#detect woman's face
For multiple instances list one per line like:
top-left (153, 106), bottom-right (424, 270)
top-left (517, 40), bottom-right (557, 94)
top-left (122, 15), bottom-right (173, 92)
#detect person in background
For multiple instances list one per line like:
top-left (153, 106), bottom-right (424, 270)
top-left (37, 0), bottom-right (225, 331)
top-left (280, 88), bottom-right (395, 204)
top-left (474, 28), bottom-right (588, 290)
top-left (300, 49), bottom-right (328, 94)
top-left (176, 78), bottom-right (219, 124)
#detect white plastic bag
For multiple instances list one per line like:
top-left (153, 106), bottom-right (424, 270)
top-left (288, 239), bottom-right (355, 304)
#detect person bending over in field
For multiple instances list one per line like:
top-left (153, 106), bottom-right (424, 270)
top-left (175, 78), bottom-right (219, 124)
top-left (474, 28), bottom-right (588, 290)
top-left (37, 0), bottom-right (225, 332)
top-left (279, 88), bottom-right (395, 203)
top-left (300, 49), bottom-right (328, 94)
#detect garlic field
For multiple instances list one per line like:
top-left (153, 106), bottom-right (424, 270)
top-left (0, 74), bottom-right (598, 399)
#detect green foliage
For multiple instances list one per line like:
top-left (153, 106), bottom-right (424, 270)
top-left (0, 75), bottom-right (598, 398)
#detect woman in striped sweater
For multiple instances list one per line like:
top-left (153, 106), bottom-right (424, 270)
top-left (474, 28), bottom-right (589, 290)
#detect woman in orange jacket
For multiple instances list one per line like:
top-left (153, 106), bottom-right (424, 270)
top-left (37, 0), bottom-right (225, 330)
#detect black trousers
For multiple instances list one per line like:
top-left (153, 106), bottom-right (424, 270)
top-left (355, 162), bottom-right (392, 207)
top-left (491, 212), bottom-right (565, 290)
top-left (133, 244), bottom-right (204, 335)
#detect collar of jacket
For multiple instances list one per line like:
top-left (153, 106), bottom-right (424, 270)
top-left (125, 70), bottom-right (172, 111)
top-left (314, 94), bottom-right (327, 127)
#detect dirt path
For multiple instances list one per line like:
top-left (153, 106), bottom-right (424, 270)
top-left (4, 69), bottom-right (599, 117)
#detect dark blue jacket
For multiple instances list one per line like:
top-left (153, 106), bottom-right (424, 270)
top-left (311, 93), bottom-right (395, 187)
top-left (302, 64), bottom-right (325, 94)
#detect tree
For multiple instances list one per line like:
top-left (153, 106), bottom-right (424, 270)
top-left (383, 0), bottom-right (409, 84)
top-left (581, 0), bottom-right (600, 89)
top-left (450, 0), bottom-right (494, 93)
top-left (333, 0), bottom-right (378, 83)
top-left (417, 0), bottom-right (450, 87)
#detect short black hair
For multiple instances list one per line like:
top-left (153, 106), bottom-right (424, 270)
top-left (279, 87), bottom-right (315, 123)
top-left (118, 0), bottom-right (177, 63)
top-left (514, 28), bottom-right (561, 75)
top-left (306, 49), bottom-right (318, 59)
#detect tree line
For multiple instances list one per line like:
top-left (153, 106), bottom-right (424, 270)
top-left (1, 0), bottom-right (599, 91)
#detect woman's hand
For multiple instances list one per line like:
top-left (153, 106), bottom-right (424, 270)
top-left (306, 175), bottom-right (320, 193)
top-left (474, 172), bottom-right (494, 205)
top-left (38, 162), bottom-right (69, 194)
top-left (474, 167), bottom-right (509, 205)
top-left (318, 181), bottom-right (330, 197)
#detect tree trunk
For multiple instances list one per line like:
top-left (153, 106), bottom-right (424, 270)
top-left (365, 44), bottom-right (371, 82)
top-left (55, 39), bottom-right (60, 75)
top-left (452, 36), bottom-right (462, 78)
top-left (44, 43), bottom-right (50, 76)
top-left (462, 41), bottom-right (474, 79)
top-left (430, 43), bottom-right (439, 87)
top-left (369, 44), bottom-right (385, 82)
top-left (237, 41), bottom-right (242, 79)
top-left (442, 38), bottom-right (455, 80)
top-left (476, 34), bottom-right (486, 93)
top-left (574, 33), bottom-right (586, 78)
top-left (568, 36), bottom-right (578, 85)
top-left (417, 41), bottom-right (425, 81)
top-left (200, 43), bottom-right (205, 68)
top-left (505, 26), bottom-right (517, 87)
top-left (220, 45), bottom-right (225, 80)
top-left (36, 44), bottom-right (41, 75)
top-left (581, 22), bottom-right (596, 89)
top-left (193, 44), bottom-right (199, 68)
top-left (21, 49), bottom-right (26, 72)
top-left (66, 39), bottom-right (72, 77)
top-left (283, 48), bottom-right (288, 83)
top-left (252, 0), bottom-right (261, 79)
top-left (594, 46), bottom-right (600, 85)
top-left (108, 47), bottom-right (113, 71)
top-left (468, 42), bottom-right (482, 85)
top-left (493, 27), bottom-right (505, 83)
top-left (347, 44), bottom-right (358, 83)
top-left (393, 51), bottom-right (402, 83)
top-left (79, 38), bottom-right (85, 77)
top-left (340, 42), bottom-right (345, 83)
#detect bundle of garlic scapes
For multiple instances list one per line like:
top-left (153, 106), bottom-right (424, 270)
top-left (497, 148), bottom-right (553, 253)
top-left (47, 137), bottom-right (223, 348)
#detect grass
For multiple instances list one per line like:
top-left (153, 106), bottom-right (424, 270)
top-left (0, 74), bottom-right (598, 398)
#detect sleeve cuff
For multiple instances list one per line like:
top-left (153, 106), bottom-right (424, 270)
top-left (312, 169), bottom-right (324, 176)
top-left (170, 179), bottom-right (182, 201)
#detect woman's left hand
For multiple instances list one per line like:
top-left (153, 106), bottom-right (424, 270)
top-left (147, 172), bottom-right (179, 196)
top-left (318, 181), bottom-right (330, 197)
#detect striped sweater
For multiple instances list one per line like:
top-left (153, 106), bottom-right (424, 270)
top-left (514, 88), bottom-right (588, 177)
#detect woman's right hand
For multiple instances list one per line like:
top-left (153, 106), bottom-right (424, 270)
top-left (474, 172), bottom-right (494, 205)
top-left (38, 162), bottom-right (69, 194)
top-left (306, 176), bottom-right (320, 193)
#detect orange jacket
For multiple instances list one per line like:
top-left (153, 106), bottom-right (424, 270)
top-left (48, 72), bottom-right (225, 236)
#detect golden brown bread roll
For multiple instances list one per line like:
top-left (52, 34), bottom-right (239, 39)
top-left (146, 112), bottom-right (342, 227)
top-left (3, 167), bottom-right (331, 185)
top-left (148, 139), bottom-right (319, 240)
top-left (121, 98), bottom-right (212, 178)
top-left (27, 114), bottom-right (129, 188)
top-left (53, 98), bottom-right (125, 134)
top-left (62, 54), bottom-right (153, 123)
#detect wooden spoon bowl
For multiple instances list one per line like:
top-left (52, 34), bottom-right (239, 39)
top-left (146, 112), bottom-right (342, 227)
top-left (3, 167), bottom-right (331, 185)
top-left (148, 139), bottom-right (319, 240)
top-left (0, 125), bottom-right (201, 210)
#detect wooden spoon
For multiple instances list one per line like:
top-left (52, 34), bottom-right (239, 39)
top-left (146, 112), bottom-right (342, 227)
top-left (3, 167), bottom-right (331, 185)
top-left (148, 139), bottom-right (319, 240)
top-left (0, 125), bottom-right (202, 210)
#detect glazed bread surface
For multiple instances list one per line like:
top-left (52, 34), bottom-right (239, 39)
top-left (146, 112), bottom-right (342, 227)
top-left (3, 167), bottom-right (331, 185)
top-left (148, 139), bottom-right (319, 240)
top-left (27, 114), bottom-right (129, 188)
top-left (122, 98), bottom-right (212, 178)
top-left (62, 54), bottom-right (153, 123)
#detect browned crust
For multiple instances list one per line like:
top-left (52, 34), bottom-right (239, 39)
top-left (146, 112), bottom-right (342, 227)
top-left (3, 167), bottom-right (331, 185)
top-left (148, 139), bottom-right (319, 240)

> [Exercise objective] Using the entries, return every line where the word "striped" can be found.

> [Your response]
#detect woman in striped sweater
#detect striped sweater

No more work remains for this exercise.